* [TEXT PROVIDED]:
---

Four Ghost Towns Under Lake Texoma




Lake Texoma is only a couple feet below normal water levels after the hot, dry summer of 2012. But in 2011 the water levels were much lower, and some American history became exposed after many, many years. Under normal conditions there are 550 miles of shoreline on Lake Texoma, with the Red River arm (45 miles long) in Texas and the Washita arm (30 miles long) in Oklahoma, all of which covers 93,080 acres impounded by Denison Dam.

In 1944 when Lake Texoma began filling up, it changed the landscape considerably, both in Oklahoma and in Texas. It forced relocation of railroads, highways, utilities, and cemeteries. A few towns, however, gave up their identities forever as lake waters submerged their boundaries and wiped them off the map. Preston, Texas, also known as Preston Bend was a prominent town located on the Red River in North Texas, ideally located and used as the Red River crossing of the Butterfield Stage Lines and the Shawnee cattle trail.

---

* [DATA SHOWN]:
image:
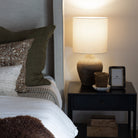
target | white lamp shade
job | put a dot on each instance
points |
(90, 34)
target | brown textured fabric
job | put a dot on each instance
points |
(13, 53)
(23, 127)
(20, 82)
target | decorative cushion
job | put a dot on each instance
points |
(13, 53)
(36, 54)
(23, 127)
(8, 77)
(20, 82)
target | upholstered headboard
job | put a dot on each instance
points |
(19, 15)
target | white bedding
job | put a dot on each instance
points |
(50, 114)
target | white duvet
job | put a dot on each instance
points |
(52, 117)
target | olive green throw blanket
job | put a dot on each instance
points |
(36, 54)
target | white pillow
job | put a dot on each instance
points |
(8, 77)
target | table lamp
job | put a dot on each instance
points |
(89, 37)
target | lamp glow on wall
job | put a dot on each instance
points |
(89, 37)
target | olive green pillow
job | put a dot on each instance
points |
(37, 53)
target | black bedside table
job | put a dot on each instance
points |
(87, 99)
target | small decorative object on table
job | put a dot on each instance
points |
(101, 81)
(102, 126)
(117, 77)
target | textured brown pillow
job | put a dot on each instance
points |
(14, 53)
(37, 54)
(20, 82)
(23, 127)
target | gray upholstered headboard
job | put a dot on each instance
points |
(19, 15)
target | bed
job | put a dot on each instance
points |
(33, 102)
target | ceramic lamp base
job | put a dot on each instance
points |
(86, 68)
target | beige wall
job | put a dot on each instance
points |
(122, 39)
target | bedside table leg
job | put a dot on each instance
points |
(129, 123)
(69, 108)
(134, 123)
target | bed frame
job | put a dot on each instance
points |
(18, 16)
(58, 44)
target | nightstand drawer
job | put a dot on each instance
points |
(104, 102)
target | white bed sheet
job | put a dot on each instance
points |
(52, 117)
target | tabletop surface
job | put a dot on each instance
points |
(76, 88)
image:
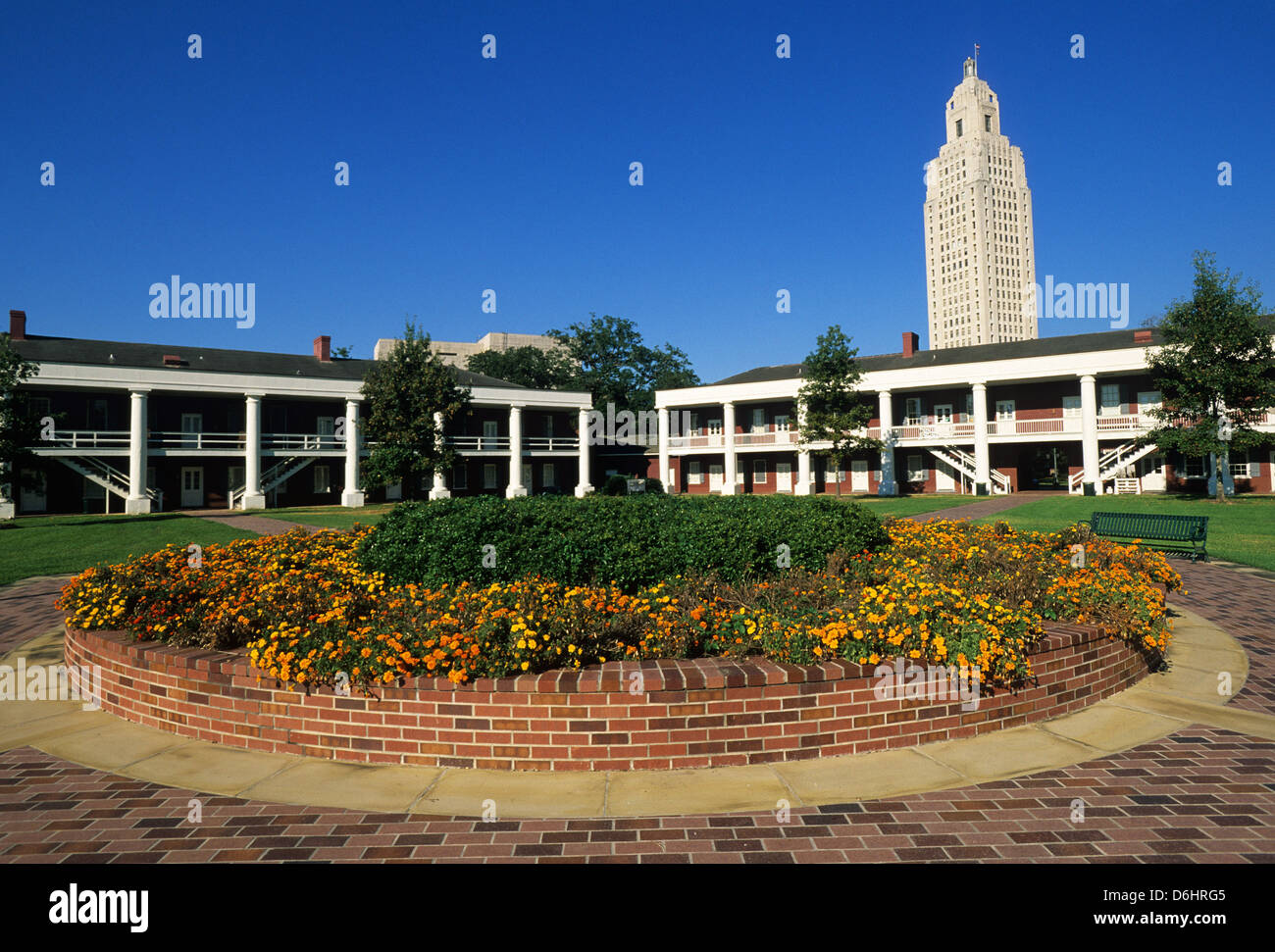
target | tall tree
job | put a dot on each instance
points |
(1216, 364)
(404, 393)
(530, 366)
(829, 403)
(20, 429)
(612, 362)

---

* [PROBLEM 1]: In the Lake Texoma text, which dam impounds the lake?
* [PROBLEM 2]: According to the Lake Texoma text, what did the filling of the lake force to be relocated? List each one.

* [FULL OUTPUT 1]: Denison Dam

* [FULL OUTPUT 2]: Railroads, highways, utilities, and cemeteries